__Exercise directions__. Could you echo every line of the material below back to me, character for character, without changing anything?

__Data extract__.
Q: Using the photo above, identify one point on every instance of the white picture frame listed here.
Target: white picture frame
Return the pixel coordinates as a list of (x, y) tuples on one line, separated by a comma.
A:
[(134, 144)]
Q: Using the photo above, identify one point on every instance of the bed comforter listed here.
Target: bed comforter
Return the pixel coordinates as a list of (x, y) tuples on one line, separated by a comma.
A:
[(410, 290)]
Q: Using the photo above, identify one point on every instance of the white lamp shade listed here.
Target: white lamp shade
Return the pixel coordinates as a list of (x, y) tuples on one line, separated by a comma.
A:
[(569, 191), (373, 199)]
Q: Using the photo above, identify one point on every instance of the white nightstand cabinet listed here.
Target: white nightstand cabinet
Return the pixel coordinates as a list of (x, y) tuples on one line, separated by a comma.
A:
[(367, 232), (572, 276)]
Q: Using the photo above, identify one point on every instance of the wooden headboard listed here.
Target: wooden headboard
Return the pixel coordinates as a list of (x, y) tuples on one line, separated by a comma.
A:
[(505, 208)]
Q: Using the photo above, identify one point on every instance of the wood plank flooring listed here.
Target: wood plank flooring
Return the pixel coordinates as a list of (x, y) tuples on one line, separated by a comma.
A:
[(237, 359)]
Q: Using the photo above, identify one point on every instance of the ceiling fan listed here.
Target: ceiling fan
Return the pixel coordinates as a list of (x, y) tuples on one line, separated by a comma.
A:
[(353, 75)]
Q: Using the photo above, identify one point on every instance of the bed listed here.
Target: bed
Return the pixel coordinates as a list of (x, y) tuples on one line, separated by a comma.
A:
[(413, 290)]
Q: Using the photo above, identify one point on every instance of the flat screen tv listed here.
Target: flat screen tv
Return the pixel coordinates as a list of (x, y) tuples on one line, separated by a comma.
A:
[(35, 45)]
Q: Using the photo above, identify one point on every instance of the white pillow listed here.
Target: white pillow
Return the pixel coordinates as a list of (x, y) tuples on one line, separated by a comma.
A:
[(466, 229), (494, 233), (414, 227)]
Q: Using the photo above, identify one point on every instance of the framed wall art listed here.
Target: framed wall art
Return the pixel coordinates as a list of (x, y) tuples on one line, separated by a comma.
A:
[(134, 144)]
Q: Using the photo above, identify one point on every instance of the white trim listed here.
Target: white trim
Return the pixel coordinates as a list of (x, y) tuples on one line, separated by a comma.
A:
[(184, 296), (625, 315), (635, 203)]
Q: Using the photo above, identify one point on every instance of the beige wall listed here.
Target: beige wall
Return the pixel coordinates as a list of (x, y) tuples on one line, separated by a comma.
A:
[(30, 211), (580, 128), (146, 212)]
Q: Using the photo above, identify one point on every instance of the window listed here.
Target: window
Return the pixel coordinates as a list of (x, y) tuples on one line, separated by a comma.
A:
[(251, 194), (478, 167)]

__Final answer__.
Q: Using the photo above, identify one point on every instance of the white picture frame listed here.
Target: white picture frame
Return the pixel coordinates as a list of (x, y) tuples on one line, separated by a comma.
A:
[(134, 144)]
Q: Using the photo above, identify one point on every instance of the bed comforter listed here.
Target: bed comforter
Return the pixel coordinates as a list of (x, y) tuples on one line, separated by a comma.
A:
[(410, 290)]
Q: Using the photo above, identify one point on every instance of the white lamp shade listed here.
Target: white lamp shade
Return the pixel coordinates as a list of (x, y) tuples on one line, separated by a comma.
A:
[(569, 191), (373, 199)]
Q: Using the photo above, identify one point on every instance of the white nightstand cabinet listed here.
Target: white nightstand cabinet
Return the pixel coordinates as a list of (x, y) tuples on one line, separated by a comma.
A:
[(367, 232), (572, 276)]
Q: Using the photo above, identify one point on every instance of the wooden headboard listed here.
Target: wooden headboard
Return the pixel coordinates as a list of (x, y) tuples on one line, separated by a comma.
A:
[(505, 208)]
Q: Using the photo above, identify one point on every instance of the wood plank flooring listed here.
Target: wood plank flooring
Return the pixel coordinates as a list of (x, y) tuples on one line, separated by a comma.
A:
[(237, 359)]
Q: Using the photo above, identify one point on every instance of the ceiling fan listed here.
Target: ceiling fan
Return the pixel coordinates as a list of (x, y) tuples on one line, separated by a comma.
A:
[(353, 75)]
Q: Using the photo above, identify one point on every instance of the bed listed here.
Target: bed
Return the pixel coordinates as a list of (x, y) tuples on one line, separated by a comma.
A:
[(413, 290)]
Q: Using the photo above, identify one point on every instance of the flat screen tv listed here.
Target: flat screen tv
Return the pixel coordinates as a list of (x, y) tuples on one line, separated by a comma.
A:
[(35, 45)]
Q: Using the photo above, identify one point on every instance of the white pillow listed here.
Target: white pillow
Return the pixel coordinates as a list of (x, y) tuples on one line, separated by a comma.
A:
[(466, 229), (494, 233), (414, 227)]
Q: Using the photo above, identify one point on every instance of the framed wall art listed here.
Target: framed wall art
Return the pixel coordinates as a list of (x, y) tuples on one line, separated by a comma.
A:
[(134, 144)]
Q: Using the photo above, identify one point on every instance of the white trim listed here.
Target: white trim
Return the pixel coordinates as a list of (x, y) tuples on one line, separated by a comma.
A:
[(184, 296), (625, 315), (635, 203)]
Q: Using the photo above, identify one point on every instance of the beige wall listed here.
Target: beige wall
Return the pixel coordinates as a list of (x, y) tuples on one line, separated by a comma.
A:
[(30, 211), (580, 128), (146, 212)]
Q: Using the photo above, identify one point on every instance of the window listed here.
Target: window
Return the pixel coordinates as a list of (x, y) tuples on one line, separated by a comma.
A:
[(251, 194), (478, 167)]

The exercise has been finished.